• Written task 1: Update the records, starting at their first line and ending after the line containing "negative clicks: (127, 132) (215, 191)", by changing "positive clicks" to "foreground clicks" and keeping everything else the same. Leave out the pictures, and give back only this stretch of the records.

*** Excerpt ***

ROBERT GRIFFITHS delivered the main political report to the Communist Party's executive committee meeting last weekend. Here is the first of two articles based on his address

RESIST, RESIST, RESIST: Jim Martinez, center, and Jamila Rice, right in yellow, of Bay Resistance, at the San Francisco Free America Walkout, an anti-ICE protest on Tuesday, January 20 / Pic:Yalonda M. James/San Francisco Chronicle via AP

WHY are we experiencing a period of such crisis in international relations in Britain, Europe, the Americas and across the world?

So many responses to this question fail to locate it in what the international communist movement has long called the “general crisis of capitalism.”

At its base, capitalism cannot resolve the cyclical and structural crises that produce instability, shocks, slowdowns, recessions and slumps. As a system of class exploitation reinforced by oppression, it generates inequality and social crisis which, likewise, cannot be fully and permanently abolished without abolishing capitalism itself.

The march of the monopoly corporations to dominate economic and political life in the main capitalist economies, and the use of state power to promote their interests internationally, began in the late 19th century.

Colonial and post-colonial profits, post-war reconstruction and ideological warfare have sustained capitalist supremacy since, although capital’s turn to fascism for protection in the 1920s and 1930s almost proved suicidal.

Collapse and counter-revolution in the Soviet Union and the socialist countries of central and eastern Europe opened up new areas for capitalist exploitation and profiteering in the 1990s and early decades of the 21st century.

Neoliberalism’s privatisation and deregulation drive across both western and eastern Europe, together with the consequent “financialisation” of the US, British and French economies, turbo-charged the financial markets in the 1990s — and helped cause the great crash and recession of 2008-12.

Although an extraordinary combination of economic and political factors helped conceal its continuing existence, capitalism’s general crisis never went away. Now it is back with a vengeance economically, socially and politically.

According to OECD (Organisation for Economic Co-operation and Development), IMF and World Bank forecasts, the global capitalist economy is sluggish, its growth held back by the over-accumulation of capital that cannot find profitable investment in producing the goods and services society needs.

Narrow, short-term and profit-driven self-interest decides what is produced, when, where, by whom, and for whom.

In capitalist economies, most investment and production is not planned across the whole economy, let alone to meet society’s immediate and longer-term needs.

The exception, of course, is People’s China.

Now we see the world’s most powerful economy and state being ruled by a deeply reactionary, anti-democratic and ruthless cabal of gangster-capitalists, fronted by a capricious crook in the White House.

But there is logic and method to their seeming madness. They are pursuing the interests of US big business in the international struggle for profits, markets and resources. What’s more, they have the support of significant sections of American monopoly capital in doing so.

*** End of Excerpt ***

• Written task 2: Reproduce the passage from the excerpt on the general crisis of capitalism, starting with the words "The march of" and stopping after "1930s almost proved suicidal.".

*** Given information ***

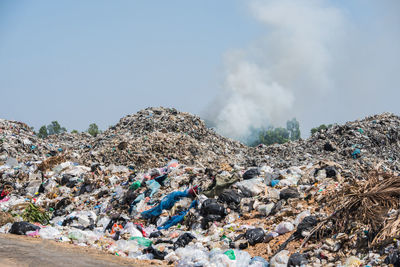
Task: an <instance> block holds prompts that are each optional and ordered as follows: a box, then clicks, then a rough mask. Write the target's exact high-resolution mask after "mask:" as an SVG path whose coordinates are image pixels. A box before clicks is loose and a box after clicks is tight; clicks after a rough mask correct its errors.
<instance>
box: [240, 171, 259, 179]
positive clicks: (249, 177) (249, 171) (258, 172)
mask: <svg viewBox="0 0 400 267" xmlns="http://www.w3.org/2000/svg"><path fill="white" fill-rule="evenodd" d="M260 174H261V173H260V170H259V169H250V170H247V171H246V172H245V173H244V174H243V179H244V180H248V179H252V178H255V177H257V176H259V175H260Z"/></svg>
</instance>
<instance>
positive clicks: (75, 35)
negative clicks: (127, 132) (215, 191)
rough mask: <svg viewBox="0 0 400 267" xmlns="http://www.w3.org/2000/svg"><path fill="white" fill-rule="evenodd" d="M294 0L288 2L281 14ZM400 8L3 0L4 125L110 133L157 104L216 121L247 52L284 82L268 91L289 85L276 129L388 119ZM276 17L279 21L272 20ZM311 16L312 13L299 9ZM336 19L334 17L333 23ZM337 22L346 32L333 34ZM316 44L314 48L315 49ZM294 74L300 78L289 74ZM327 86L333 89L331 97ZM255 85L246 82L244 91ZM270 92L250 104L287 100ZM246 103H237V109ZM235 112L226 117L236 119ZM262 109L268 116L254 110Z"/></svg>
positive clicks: (247, 53)
mask: <svg viewBox="0 0 400 267" xmlns="http://www.w3.org/2000/svg"><path fill="white" fill-rule="evenodd" d="M282 2H284V3H286V2H287V5H283V6H276V5H277V3H282ZM399 2H400V1H397V0H393V1H389V0H382V1H381V0H380V1H368V0H366V1H361V0H359V1H356V0H353V1H352V0H349V1H344V0H343V1H324V0H306V1H289V0H284V1H283V0H282V1H281V0H279V1H278V0H277V1H256V0H255V1H244V0H243V1H241V0H237V1H234V0H218V1H215V0H202V1H185V0H181V1H174V0H171V1H134V0H132V1H99V0H93V1H89V0H86V1H51V0H48V1H40V0H39V1H13V0H3V1H0V92H1V105H0V117H1V118H6V119H12V120H19V121H24V122H26V123H28V124H29V125H32V126H34V127H35V129H38V128H39V127H40V126H41V125H43V124H48V123H49V122H50V121H52V120H58V121H59V122H60V124H61V125H63V126H65V127H66V128H67V129H68V130H72V129H78V130H86V129H87V127H88V125H89V124H90V123H92V122H96V123H97V124H98V125H99V126H100V128H102V129H105V128H106V127H108V126H110V125H112V124H115V123H116V122H117V121H118V120H119V118H121V117H123V116H124V115H127V114H131V113H135V112H136V111H138V110H140V109H142V108H146V107H149V106H167V107H176V108H177V109H179V110H181V111H188V112H191V113H196V114H204V112H205V111H207V110H214V109H213V107H212V106H213V105H220V101H219V100H215V99H218V95H219V96H220V98H221V95H222V97H223V98H226V94H227V93H228V94H230V93H232V91H231V89H229V90H226V88H225V89H224V87H226V86H231V85H230V84H231V82H229V81H231V80H232V79H231V78H232V77H231V76H232V75H233V76H234V77H233V80H234V81H236V80H239V84H242V82H244V83H246V82H247V81H242V79H240V75H241V72H240V71H239V72H237V71H236V69H235V71H232V68H234V66H235V64H237V62H236V63H235V61H233V62H232V60H231V58H230V57H231V56H230V55H231V54H232V53H233V52H235V51H241V53H242V54H245V55H246V56H245V60H244V61H243V62H244V63H245V65H246V64H247V65H248V64H250V65H251V66H253V65H254V66H255V68H256V69H257V71H256V72H255V73H256V74H257V75H258V76H259V75H261V74H263V73H264V70H266V71H267V72H268V73H272V74H271V79H270V80H268V81H266V83H269V82H270V83H272V84H278V85H279V84H281V85H282V87H283V88H285V87H288V92H289V95H291V96H289V97H288V99H289V100H290V101H288V102H287V103H286V104H287V105H286V104H285V105H286V106H285V105H284V106H285V109H284V110H282V112H279V111H280V109H279V108H274V112H271V111H270V110H269V111H268V110H267V111H266V112H267V114H266V115H265V117H266V123H269V122H274V123H276V124H282V123H284V122H285V121H286V119H289V118H290V117H292V116H296V117H297V118H298V120H299V121H300V124H301V125H302V130H303V131H307V132H308V131H309V129H310V127H312V126H316V125H319V124H321V123H332V122H343V121H347V120H354V119H356V118H359V117H363V116H365V115H371V114H373V113H377V112H383V111H390V112H394V113H399V111H400V105H399V104H398V102H399V101H398V98H399V96H400V90H399V89H400V86H399V85H400V75H399V62H400V42H399V38H400V18H399V14H400V5H399V4H398V3H399ZM293 3H296V4H293ZM301 3H303V4H304V6H306V7H304V8H303V6H302V4H301ZM310 3H311V4H310ZM274 5H275V6H274ZM279 5H280V4H279ZM272 8H276V13H275V12H273V14H271V12H270V11H271V10H275V9H272ZM299 8H300V9H301V10H304V12H303V13H301V12H300V13H299V12H297V10H298V9H299ZM289 11H290V12H289ZM324 12H328V13H327V14H329V15H332V16H330V18H331V19H332V20H326V21H325V20H324V19H321V17H322V18H324V17H325V15H324V14H325V13H324ZM297 13H299V14H303V15H304V16H307V17H308V16H309V17H311V18H313V16H314V15H315V14H316V15H315V16H314V17H315V18H316V19H315V20H312V19H310V20H309V21H308V22H309V23H310V24H312V25H313V24H315V23H318V25H319V26H318V28H315V27H310V29H311V30H312V32H313V35H311V34H310V31H300V32H298V29H297V28H296V27H292V26H293V25H296V24H298V23H299V19H300V21H302V18H301V17H300V18H297V20H296V18H293V17H295V15H296V14H297ZM275 14H277V15H276V16H275ZM321 14H322V15H321ZM278 15H279V16H278ZM332 23H333V24H334V25H336V24H337V28H334V29H333V30H337V31H338V32H334V33H332V34H331V31H332V27H331V25H332ZM307 25H308V24H305V27H307ZM335 27H336V26H335ZM282 29H283V30H282ZM289 30H290V31H289ZM293 31H294V32H296V34H294V35H293V36H294V37H293V36H291V35H290V33H291V32H293ZM315 32H317V33H318V34H314V33H315ZM321 32H322V33H323V34H321ZM342 32H343V34H342ZM297 33H298V34H297ZM309 35H310V36H309ZM309 37H310V40H311V41H312V42H311V41H310V42H307V41H306V42H304V39H307V40H308V38H309ZM287 38H292V39H293V40H292V41H293V42H292V43H291V44H292V45H293V43H294V44H296V43H298V44H299V46H300V45H303V46H304V45H305V46H307V45H308V44H310V43H311V44H317V45H319V44H321V47H319V46H317V50H318V49H319V48H321V49H319V50H318V51H319V52H320V53H319V52H318V53H316V54H315V55H314V54H313V53H310V54H304V51H308V52H310V51H309V49H305V50H304V49H300V48H299V49H297V48H296V49H294V48H293V47H291V46H290V45H288V43H285V42H283V41H282V40H286V39H287ZM297 40H300V41H299V42H297ZM264 43H265V44H266V45H260V44H264ZM281 44H283V45H286V48H282V47H280V46H281ZM331 44H332V45H331ZM325 45H326V47H325ZM260 47H262V48H260ZM278 47H280V48H279V49H277V48H278ZM342 51H343V53H342ZM250 54H251V56H249V55H250ZM227 55H228V56H227ZM299 55H300V56H303V57H304V59H303V61H302V62H301V64H300V63H298V61H296V62H295V63H293V62H289V63H290V64H289V63H288V62H287V61H284V62H282V60H280V59H285V58H298V57H299ZM227 57H228V59H227ZM274 57H277V59H274ZM272 59H274V60H275V61H273V60H272ZM309 59H310V62H311V63H310V62H309ZM326 59H328V60H326ZM268 60H270V61H271V62H272V63H271V62H269V61H268ZM258 61H260V62H261V63H259V62H258ZM266 61H267V62H269V63H268V64H267V63H265V62H266ZM321 61H322V62H323V63H321ZM326 61H327V62H329V64H328V63H326ZM243 62H242V63H243ZM262 62H264V63H262ZM253 63H254V64H253ZM314 63H315V64H314ZM229 64H232V65H229ZM285 64H286V65H285ZM227 65H228V66H227ZM239 65H240V64H239V63H238V66H239ZM247 65H246V66H247ZM321 65H322V67H321ZM282 66H286V67H287V68H286V67H285V68H284V70H286V69H287V70H288V71H287V73H291V75H294V74H293V73H295V76H296V77H297V78H296V79H293V78H291V79H288V78H287V77H284V76H285V73H286V72H285V71H284V72H282ZM310 66H311V67H310ZM316 66H318V67H316ZM309 67H310V68H311V70H310V69H309ZM319 67H320V68H319ZM258 68H260V69H262V71H259V70H258ZM279 68H281V69H280V70H279V71H278V70H277V69H279ZM303 71H305V73H304V76H303V73H302V72H303ZM236 73H237V75H239V76H238V77H239V78H238V77H237V76H235V75H236ZM282 73H283V74H282ZM257 75H256V76H254V75H253V76H250V77H256V78H255V79H257V77H258V76H257ZM309 76H313V77H314V76H321V77H324V81H323V82H322V83H320V81H317V82H315V81H314V80H315V79H314V78H310V77H309ZM325 76H326V77H325ZM227 77H228V78H227ZM229 77H231V78H229ZM298 77H303V78H298ZM325 78H326V79H325ZM325 80H326V81H328V82H326V81H325ZM226 81H228V82H226ZM236 82H237V81H236ZM263 82H264V79H262V81H260V83H263ZM325 82H326V83H325ZM226 84H228V85H226ZM257 84H258V83H257ZM257 84H256V87H257ZM298 84H301V86H297V85H298ZM321 84H323V85H324V86H325V84H329V85H328V86H326V87H327V88H319V86H320V85H321ZM251 85H252V83H250V84H245V85H243V87H242V91H243V90H247V89H246V88H249V87H250V86H251ZM313 87H318V88H313ZM322 87H323V86H322ZM263 88H264V85H262V86H258V89H257V90H255V91H251V89H249V90H250V91H249V93H248V95H250V97H249V98H248V101H247V102H243V103H244V104H245V105H246V104H250V105H253V104H254V105H258V106H262V105H263V103H265V105H272V104H274V105H277V104H276V103H278V104H279V103H282V102H284V100H282V99H280V100H279V99H278V100H277V101H275V97H276V93H274V91H273V90H272V91H271V89H268V90H270V91H271V92H272V93H271V95H269V93H268V92H270V91H268V90H267V91H263V92H264V93H261V94H258V93H259V92H260V90H263ZM292 88H293V90H292ZM291 90H292V91H291ZM283 91H284V90H283ZM221 92H222V93H221ZM265 92H267V93H265ZM251 94H252V95H251ZM282 95H284V94H280V96H281V97H282ZM242 96H243V95H242V94H238V95H236V100H237V99H238V98H239V99H240V98H242ZM244 97H245V98H246V97H248V96H247V95H246V94H245V95H244ZM252 99H253V100H254V99H257V102H254V103H253V102H252ZM263 99H265V102H264V101H263ZM284 99H286V98H284ZM232 103H236V102H231V105H233V104H232ZM243 103H242V102H241V105H243ZM238 105H240V104H238ZM214 108H215V106H214ZM229 108H230V107H228V108H226V109H225V110H224V109H223V108H221V109H219V110H218V109H217V111H215V112H217V113H215V114H217V115H218V114H226V112H227V111H228V112H229V110H230V109H229ZM259 110H261V112H264V110H263V109H262V108H261V109H259V108H257V109H255V110H252V112H255V111H259ZM213 112H214V111H213ZM218 112H219V113H218ZM221 112H222V113H221ZM276 113H279V114H276ZM239 115H240V114H239ZM239 115H238V116H239ZM209 116H210V115H209ZM211 116H212V115H211ZM249 116H250V115H249ZM215 117H217V116H215ZM242 118H243V117H242ZM221 119H222V120H224V119H225V120H226V118H224V117H223V116H222V117H221ZM232 120H234V121H237V119H236V118H234V117H232ZM249 120H251V118H249ZM258 120H259V118H258ZM230 123H231V122H230ZM228 129H229V127H228Z"/></svg>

*** End of Given information ***

• Reply 1:
Task: an <instance> block holds prompts that are each optional and ordered as follows: a box, then clicks, then a rough mask. Write the target's exact high-resolution mask after "mask:" as an SVG path whose coordinates are image pixels. A box before clicks is loose and a box after clicks is tight; clicks after a rough mask correct its errors.
<instance>
box: [240, 171, 259, 179]
foreground clicks: (249, 177) (249, 171) (258, 172)
mask: <svg viewBox="0 0 400 267" xmlns="http://www.w3.org/2000/svg"><path fill="white" fill-rule="evenodd" d="M260 174H261V173H260V170H259V169H250V170H247V171H246V172H245V173H244V174H243V179H244V180H248V179H252V178H255V177H257V176H259V175H260Z"/></svg>
</instance>
<instance>
foreground clicks: (75, 35)
negative clicks: (127, 132) (215, 191)

• Reply 2:
The march of the monopoly corporations to dominate economic and political life in the main capitalist economies, and the use of state power to promote their interests internationally, began in the late 19th century.

Colonial and post-colonial profits, post-war reconstruction and ideological warfare have sustained capitalist supremacy since, although capital’s turn to fascism for protection in the 1920s and 1930s almost proved suicidal.